- Exercise details -
Give again, word for word, every line below from the one that has "Target: low bush" through the one that has "I would be grateful for your help identifying the van headlight", both included, and no others.

[Data in this exercise Boundary: Start]

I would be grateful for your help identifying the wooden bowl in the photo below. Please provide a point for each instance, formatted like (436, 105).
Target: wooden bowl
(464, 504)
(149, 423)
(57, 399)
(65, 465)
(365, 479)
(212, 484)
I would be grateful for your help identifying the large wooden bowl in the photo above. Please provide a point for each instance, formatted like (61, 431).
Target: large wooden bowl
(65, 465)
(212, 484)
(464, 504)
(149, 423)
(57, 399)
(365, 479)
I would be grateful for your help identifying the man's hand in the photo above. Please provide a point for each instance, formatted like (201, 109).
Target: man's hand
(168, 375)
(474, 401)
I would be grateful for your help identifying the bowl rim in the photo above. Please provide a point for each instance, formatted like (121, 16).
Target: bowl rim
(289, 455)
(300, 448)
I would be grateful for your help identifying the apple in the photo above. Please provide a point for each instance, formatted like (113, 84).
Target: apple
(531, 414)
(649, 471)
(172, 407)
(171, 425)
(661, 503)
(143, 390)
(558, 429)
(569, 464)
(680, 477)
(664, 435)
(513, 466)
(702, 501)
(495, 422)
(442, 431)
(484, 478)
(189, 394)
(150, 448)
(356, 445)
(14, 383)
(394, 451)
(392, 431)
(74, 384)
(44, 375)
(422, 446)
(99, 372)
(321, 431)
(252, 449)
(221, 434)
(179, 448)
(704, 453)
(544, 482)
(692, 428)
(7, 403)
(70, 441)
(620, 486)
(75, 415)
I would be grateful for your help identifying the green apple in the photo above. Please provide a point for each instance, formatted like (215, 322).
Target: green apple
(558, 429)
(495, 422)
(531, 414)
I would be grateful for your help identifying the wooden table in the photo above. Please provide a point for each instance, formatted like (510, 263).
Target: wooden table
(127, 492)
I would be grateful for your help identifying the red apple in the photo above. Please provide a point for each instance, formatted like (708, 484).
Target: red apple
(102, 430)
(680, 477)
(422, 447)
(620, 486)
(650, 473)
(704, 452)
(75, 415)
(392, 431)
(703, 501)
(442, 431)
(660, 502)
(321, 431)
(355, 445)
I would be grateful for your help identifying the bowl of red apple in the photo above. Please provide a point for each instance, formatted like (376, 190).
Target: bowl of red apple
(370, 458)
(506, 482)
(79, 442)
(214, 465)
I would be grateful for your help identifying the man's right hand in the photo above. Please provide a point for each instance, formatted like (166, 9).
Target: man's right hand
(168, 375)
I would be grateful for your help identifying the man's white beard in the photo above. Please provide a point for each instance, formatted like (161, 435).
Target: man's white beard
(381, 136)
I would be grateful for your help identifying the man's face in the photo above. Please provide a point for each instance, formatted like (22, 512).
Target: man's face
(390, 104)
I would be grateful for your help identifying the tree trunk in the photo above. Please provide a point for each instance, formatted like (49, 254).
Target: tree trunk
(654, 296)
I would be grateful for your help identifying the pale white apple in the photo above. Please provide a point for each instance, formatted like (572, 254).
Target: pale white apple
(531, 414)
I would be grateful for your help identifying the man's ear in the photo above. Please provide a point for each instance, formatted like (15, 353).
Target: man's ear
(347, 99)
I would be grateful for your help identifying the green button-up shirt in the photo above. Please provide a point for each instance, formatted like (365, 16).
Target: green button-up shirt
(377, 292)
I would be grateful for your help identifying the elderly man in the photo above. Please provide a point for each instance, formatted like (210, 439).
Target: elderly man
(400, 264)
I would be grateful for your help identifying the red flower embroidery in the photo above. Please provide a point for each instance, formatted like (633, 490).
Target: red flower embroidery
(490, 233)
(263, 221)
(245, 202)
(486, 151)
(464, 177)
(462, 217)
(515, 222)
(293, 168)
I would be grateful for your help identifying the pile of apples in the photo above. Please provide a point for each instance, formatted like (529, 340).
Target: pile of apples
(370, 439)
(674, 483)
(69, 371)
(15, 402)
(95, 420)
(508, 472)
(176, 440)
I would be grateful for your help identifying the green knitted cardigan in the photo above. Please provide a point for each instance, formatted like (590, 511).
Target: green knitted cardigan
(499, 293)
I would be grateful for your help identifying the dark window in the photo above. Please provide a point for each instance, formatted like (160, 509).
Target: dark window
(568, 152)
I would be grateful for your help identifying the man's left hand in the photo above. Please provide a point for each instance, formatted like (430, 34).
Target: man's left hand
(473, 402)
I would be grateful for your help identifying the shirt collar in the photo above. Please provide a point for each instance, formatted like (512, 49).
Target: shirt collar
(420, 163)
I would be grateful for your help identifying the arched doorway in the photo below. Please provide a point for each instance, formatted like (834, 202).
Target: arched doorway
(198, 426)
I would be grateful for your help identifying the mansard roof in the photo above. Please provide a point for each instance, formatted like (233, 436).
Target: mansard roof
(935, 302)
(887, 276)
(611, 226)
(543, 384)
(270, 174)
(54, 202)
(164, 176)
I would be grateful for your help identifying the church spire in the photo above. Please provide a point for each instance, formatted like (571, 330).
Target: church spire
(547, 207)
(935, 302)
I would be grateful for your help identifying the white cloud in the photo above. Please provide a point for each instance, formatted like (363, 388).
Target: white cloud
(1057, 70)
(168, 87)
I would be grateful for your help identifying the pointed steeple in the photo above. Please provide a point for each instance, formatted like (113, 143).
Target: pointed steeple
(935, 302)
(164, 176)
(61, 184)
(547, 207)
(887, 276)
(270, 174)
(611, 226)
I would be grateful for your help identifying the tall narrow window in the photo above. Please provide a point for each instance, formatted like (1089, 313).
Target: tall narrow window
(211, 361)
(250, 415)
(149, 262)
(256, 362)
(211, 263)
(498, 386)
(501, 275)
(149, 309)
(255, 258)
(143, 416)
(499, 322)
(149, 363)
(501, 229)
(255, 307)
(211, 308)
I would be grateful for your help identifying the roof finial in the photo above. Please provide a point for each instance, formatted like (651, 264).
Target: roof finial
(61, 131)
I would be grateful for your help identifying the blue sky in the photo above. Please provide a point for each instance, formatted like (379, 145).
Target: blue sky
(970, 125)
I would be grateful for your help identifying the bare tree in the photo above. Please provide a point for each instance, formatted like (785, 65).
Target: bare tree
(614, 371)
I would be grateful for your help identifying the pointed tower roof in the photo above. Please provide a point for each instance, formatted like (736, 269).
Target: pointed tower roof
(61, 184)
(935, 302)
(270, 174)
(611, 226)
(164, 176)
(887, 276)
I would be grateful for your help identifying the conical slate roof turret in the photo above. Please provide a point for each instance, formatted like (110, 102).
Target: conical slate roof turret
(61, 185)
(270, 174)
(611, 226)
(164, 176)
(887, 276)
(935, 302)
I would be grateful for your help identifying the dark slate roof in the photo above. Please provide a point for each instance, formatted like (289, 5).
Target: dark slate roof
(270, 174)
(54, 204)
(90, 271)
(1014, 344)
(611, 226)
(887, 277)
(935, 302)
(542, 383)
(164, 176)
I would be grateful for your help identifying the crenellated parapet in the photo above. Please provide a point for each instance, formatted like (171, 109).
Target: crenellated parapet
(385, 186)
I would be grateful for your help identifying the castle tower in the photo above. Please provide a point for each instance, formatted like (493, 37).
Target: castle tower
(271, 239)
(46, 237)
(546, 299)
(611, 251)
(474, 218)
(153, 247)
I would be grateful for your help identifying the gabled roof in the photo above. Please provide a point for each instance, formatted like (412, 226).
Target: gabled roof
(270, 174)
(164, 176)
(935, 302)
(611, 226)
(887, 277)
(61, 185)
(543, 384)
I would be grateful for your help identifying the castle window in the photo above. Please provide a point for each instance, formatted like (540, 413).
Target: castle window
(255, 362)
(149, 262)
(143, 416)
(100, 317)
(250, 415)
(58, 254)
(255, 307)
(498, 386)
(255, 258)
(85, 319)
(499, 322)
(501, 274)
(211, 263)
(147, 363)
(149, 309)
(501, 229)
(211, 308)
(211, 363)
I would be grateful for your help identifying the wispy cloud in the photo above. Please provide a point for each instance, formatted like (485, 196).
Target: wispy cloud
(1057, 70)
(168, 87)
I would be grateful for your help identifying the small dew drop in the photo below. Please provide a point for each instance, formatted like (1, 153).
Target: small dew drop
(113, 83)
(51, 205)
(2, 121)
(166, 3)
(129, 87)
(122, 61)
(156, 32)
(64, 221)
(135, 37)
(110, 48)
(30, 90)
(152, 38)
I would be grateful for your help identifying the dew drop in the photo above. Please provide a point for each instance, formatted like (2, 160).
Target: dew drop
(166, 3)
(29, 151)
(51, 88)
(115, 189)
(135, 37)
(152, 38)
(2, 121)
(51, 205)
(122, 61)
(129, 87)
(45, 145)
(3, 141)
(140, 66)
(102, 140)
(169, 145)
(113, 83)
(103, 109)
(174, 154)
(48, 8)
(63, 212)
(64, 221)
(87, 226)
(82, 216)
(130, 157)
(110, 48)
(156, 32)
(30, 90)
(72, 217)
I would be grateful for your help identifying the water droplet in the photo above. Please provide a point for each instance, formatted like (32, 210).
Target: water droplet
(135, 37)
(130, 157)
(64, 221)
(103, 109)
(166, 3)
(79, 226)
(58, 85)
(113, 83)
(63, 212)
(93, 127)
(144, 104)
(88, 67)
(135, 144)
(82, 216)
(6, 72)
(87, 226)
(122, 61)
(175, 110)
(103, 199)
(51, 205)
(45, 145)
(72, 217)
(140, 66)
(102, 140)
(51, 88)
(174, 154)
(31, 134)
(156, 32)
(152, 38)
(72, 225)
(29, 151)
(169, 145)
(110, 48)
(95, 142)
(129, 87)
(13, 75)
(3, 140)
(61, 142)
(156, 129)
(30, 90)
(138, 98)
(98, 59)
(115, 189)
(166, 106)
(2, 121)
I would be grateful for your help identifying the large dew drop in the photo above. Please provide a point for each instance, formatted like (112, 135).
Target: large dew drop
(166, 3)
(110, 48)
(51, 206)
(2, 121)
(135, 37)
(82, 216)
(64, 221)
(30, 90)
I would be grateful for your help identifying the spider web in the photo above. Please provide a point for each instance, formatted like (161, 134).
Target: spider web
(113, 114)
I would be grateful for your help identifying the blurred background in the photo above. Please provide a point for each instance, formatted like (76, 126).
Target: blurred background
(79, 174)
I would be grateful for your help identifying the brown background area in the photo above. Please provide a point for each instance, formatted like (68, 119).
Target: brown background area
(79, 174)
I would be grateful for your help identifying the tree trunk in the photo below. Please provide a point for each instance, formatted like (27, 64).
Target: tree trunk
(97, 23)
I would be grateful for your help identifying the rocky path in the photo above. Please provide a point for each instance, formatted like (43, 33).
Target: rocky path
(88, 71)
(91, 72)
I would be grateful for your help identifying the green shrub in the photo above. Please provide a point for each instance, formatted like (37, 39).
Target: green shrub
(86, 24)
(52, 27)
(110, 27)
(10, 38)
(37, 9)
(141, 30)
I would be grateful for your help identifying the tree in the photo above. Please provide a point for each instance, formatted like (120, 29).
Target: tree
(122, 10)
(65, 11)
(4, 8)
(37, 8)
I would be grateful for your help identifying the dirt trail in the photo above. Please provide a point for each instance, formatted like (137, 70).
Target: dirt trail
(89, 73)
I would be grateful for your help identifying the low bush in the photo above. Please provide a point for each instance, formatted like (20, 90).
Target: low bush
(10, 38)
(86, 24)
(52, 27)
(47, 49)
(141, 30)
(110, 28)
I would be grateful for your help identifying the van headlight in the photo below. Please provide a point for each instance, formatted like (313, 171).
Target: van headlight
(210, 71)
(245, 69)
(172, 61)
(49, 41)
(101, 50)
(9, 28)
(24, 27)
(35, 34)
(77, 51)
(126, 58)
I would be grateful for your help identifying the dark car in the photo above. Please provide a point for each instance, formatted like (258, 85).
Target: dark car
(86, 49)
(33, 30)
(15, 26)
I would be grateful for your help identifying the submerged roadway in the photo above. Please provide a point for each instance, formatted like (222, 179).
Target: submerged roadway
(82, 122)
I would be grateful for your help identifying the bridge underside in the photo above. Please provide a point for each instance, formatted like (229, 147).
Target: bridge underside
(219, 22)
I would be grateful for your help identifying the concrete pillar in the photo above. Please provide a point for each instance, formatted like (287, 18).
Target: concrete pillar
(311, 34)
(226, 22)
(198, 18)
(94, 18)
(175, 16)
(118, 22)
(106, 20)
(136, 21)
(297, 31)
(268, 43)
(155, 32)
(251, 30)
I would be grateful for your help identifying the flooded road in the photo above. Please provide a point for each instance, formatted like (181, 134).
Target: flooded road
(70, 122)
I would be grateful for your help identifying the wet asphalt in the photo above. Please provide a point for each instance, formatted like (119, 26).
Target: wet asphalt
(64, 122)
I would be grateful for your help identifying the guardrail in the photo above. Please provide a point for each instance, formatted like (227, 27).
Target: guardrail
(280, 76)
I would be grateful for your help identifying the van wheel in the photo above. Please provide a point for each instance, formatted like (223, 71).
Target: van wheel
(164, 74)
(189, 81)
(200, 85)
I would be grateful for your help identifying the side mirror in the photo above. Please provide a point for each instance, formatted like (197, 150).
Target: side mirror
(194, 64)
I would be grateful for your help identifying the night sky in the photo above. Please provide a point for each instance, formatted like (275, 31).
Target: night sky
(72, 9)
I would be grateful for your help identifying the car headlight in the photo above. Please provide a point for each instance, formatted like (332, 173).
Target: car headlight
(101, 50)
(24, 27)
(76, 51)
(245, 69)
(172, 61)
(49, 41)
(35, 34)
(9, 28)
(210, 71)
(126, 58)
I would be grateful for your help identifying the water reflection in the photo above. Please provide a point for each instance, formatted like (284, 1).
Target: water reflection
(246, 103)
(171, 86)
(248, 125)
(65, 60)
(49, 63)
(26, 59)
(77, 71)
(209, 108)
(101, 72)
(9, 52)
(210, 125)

[Data in this exercise Boundary: End]

- Reply -
Target: low bush
(10, 38)
(86, 24)
(52, 27)
(47, 49)
(141, 30)
(110, 28)
I would be grateful for your help identifying the van headlight in the photo below. Please provide a point for each instance, formatted like (313, 171).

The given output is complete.